The party’s spokesman, Debo Ologunagba announced in a statement that the NWC took the decision at the end of its 584th meeting on Tuesday in Abuja.
He said the decision was reached in commendation of the efforts and commitment of Damagum’s ability to stabilize and reposition the PDP as the main opposition party in the country.
The party’s national executive meeting was slated for Thursday and the purpose of the meeting was to either affirm or replace Damagun.
“The Deputy National Chairman (South), Amb. Taofeek Arapaja presided over the motion for the Vote of Confidence on the Acting National Chairman, which was moved by the National Vice Chairman (South East) Chief Ali Odefa and seconded by the National Treasurer, Hon. Yayari Mohammed,” Ologunagba said.
Earlier, attempt to pass a vote of confidence on Damagun during the party’s caucus meeting in the House of Representatives on Tuesday met stiff resistance.
Lawmakers loyal to the party’s Acting National Chairman and FCT Minister, Nyesom Wike attempted to pass a vote of confidence on Damagun but were blocked.
The meeting convened by the Leader of the Caucus and House Minority Leader, Hon. Kingsley Chinda was held for about two hours at the National Assembly, Abuja ahead of today’s NEC meeting.
Last week, a group of 60 PDP federal lawmakers threatened to quit the party if the doctored list of Caretaker Committees in Rivers and 10 other states which was filled with members and loyalist of the All Progressive Congress (APC) is not nullified.
The group under the aegis of Opposition Lawmakers Coalition also demanded the resignation of the Acting National Chairman to pave way for a north-central person to emerge as Acting National Chairman of the party pending the conduct of convention as required by the party’s constitution.
Damagum was appointed the Acting National Chairman in 2023 following the suspension of the former chairman Iyorchia Ayu.
Ayu yesterday withdrew his appeal suit against the PDP and Terhide Utaan who took Ayu to court restraining him from parading himself as the National Chairman following his suspension by his ward.
The Withdrawal of Appeal was contained in Appeal No: CA/MK/88/2024 before the Court of Appeal in Makurdi dated April 15, 2024.“Take notice that the appellant in pursuant herein intends and does hereby wholly withdraws his appeal against all the respondents filed on 27th day of June 2023 vide notice of appeal dated the 26th day of June 2023,” the document reads.

**EXERCISE DETAILS**:
Answer these questions from the article on the PDP leadership.
(a) At the end of which numbered meeting did the NWC take its decision?
(b) Who moved the motion for the Vote of Confidence on the Acting National Chairman?
(c) How many PDP federal lawmakers threatened to quit the party last week?
The data that come after this text have no part in the exercise.

**SUPPLIED MATERIAL**:
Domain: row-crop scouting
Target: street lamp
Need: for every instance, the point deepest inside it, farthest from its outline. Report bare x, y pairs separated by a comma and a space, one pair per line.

**THE RESPONSE**:
(a) The 584th meeting.
(b) The National Vice Chairman (South East), Chief Ali Odefa.
(c) 60.